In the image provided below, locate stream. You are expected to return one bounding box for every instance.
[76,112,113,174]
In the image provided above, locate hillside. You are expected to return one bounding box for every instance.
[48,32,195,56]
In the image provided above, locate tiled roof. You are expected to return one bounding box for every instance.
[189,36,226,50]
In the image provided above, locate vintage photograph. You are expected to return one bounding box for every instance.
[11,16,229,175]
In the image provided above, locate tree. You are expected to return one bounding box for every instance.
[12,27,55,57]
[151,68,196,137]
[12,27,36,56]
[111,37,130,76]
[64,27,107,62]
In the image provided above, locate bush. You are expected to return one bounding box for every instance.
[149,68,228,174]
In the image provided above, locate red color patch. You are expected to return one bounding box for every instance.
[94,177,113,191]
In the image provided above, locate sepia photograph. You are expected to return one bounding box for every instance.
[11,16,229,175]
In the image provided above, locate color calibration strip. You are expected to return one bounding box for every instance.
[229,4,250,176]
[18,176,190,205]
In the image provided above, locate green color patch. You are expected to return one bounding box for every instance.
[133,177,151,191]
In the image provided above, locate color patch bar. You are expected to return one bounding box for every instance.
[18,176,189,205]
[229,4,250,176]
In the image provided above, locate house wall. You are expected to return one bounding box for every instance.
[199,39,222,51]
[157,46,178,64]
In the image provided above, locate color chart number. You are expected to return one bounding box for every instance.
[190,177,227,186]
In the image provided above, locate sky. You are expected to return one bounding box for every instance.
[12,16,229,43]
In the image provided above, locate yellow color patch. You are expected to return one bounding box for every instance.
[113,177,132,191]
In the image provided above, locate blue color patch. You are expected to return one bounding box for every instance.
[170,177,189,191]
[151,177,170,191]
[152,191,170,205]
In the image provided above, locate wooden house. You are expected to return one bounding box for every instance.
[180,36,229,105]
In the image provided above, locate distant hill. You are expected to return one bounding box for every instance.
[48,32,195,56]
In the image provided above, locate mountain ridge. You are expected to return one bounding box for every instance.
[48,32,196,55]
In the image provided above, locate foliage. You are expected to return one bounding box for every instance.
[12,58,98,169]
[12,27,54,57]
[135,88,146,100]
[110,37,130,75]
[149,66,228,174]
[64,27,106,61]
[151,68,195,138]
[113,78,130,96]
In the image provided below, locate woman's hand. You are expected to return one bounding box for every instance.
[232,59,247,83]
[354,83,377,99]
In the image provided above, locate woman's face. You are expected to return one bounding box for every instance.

→ **Task goal**
Copy all of the material above word for word, keeping every line in its original order.

→ **Problem solution**
In the image provided below, locate stream. You are expected to return one bounding box for every instance.
[76,112,113,174]
In the image provided above, locate hillside. You are expected to return one bounding box for every instance.
[48,32,195,56]
In the image provided above, locate tiled roof. You are expected to return one bounding box for every instance.
[189,36,226,50]
In the image provided above, locate vintage photograph. You are expected to return one bounding box for every instance.
[11,16,229,175]
In the image provided above, locate tree. You are expected to return one bounding box for every instance.
[12,27,55,57]
[151,68,196,137]
[12,27,36,56]
[111,37,130,76]
[64,27,107,62]
In the image provided above, locate bush. You are expected to return one bounding box for every instance.
[149,68,228,174]
In the image provided above, locate red color patch. You are expected to return one bounding box for every instance.
[94,177,113,191]
In the image provided above, locate sepia photograph. You are expected to return one bounding box for every instance.
[11,16,229,175]
In the image provided above, locate color calibration strip. You are expected to return one bounding box for every instance.
[229,4,250,176]
[18,176,190,205]
In the image provided above, locate green color patch. You are expected to return one bounding box for every instance.
[133,177,151,191]
In the image provided above, locate color patch bar. You are expected to return one bounding box for every instance.
[18,176,189,205]
[229,4,250,176]
In the image provided above, locate house wall. You are expected to return one bounding box for every instance.
[199,39,222,51]
[157,46,178,64]
In the image provided above, locate color chart number. You are expected to return one bounding box for every instance.
[190,177,227,186]
In the image provided above, locate sky. You are expected to return one bounding box for every instance.
[12,16,229,43]
In the image provided above, locate yellow color patch. You are expected to return one bounding box for every instance.
[113,177,132,191]
In the image provided above, locate blue color patch. You are expected to return one bounding box for every instance.
[170,177,189,191]
[151,177,170,191]
[152,191,170,205]
In the image provided above, locate wooden house. You are expected to return one bounding box for every instance.
[180,36,229,105]
In the image provided above, locate distant hill. You are expected to return one bounding box for every instance.
[48,32,195,56]
In the image provided above, locate mountain ridge. You are expected to return one bounding box for every instance.
[48,32,196,55]
In the image provided above, locate foliage. You are expected to return one bounding box for every instance.
[12,58,98,169]
[12,27,54,57]
[135,88,146,100]
[110,37,130,75]
[149,66,228,174]
[64,27,106,61]
[151,68,195,138]
[113,78,130,96]
In the image provided below, locate woman's hand. You are expected to return one bounding box for every instance.
[232,59,247,83]
[354,83,377,99]
In the image provided above, locate woman's face. You are expected to return one bounding box for every instance.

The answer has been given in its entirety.